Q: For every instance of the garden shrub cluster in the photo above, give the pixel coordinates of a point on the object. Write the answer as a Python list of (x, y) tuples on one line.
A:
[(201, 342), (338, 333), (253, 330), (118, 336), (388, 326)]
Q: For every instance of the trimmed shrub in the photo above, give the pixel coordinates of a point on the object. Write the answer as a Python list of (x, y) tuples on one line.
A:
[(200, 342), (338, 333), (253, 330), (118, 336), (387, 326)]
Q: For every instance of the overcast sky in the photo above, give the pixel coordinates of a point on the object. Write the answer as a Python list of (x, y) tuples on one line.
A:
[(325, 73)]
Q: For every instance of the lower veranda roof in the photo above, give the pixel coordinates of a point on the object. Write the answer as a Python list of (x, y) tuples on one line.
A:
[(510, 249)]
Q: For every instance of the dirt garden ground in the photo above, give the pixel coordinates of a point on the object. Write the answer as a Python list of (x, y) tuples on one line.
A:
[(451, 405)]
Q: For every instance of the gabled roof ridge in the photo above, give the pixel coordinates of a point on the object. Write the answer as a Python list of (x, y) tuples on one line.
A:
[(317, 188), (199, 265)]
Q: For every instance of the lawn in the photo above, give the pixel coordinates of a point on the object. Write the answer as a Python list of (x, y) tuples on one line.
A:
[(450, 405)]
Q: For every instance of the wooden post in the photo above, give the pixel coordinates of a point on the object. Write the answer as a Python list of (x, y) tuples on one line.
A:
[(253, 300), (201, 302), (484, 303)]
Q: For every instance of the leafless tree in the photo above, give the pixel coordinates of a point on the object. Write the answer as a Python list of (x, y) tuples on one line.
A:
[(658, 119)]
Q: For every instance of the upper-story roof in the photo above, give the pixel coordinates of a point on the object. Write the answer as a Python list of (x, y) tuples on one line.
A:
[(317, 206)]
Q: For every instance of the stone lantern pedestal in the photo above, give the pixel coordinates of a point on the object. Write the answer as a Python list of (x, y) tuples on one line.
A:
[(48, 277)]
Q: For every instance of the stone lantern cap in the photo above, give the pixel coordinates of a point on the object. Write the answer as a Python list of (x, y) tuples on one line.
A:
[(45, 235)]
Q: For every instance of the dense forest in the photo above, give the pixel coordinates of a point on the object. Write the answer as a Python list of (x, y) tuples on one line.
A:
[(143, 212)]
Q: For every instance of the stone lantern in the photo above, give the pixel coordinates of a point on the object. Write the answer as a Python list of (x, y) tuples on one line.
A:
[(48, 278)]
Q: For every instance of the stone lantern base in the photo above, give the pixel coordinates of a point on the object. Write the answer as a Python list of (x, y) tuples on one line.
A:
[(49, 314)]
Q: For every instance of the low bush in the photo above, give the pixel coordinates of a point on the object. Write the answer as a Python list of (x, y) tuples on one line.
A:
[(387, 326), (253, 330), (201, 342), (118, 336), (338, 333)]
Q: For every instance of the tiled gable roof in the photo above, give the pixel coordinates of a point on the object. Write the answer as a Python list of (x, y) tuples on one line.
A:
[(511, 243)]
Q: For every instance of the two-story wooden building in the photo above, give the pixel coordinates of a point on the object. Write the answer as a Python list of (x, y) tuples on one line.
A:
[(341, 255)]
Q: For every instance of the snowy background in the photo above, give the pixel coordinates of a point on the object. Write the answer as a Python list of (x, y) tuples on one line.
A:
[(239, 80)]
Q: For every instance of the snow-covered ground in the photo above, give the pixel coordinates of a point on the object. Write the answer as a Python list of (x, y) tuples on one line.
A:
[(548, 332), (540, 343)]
****************
▶ [Directions] Go through the records above and, whenever a line includes the word "roof", copy it.

▶ [Your response]
Q: For every instance of the lower veranda roof in the photo above, give the pixel coordinates of a point on the object. Write the answer as a Python list of (x, y) tuples on one line.
Q: For every instance of the gabled roof ridge in the photo above, give the pixel coordinates of a point on the object. Write the answer as a Python list of (x, y) tuples on one line.
Q: For every instance of the upper-story roof in the photo above, give the pixel coordinates of a point on the object. Write the answer as a Python list of (x, y) tuples on one line.
Q: For every instance of the tiled gable roof in the photo above, give the pixel coordinates of a point on the object. Write the answer as a Python list of (x, y) tuples on one line.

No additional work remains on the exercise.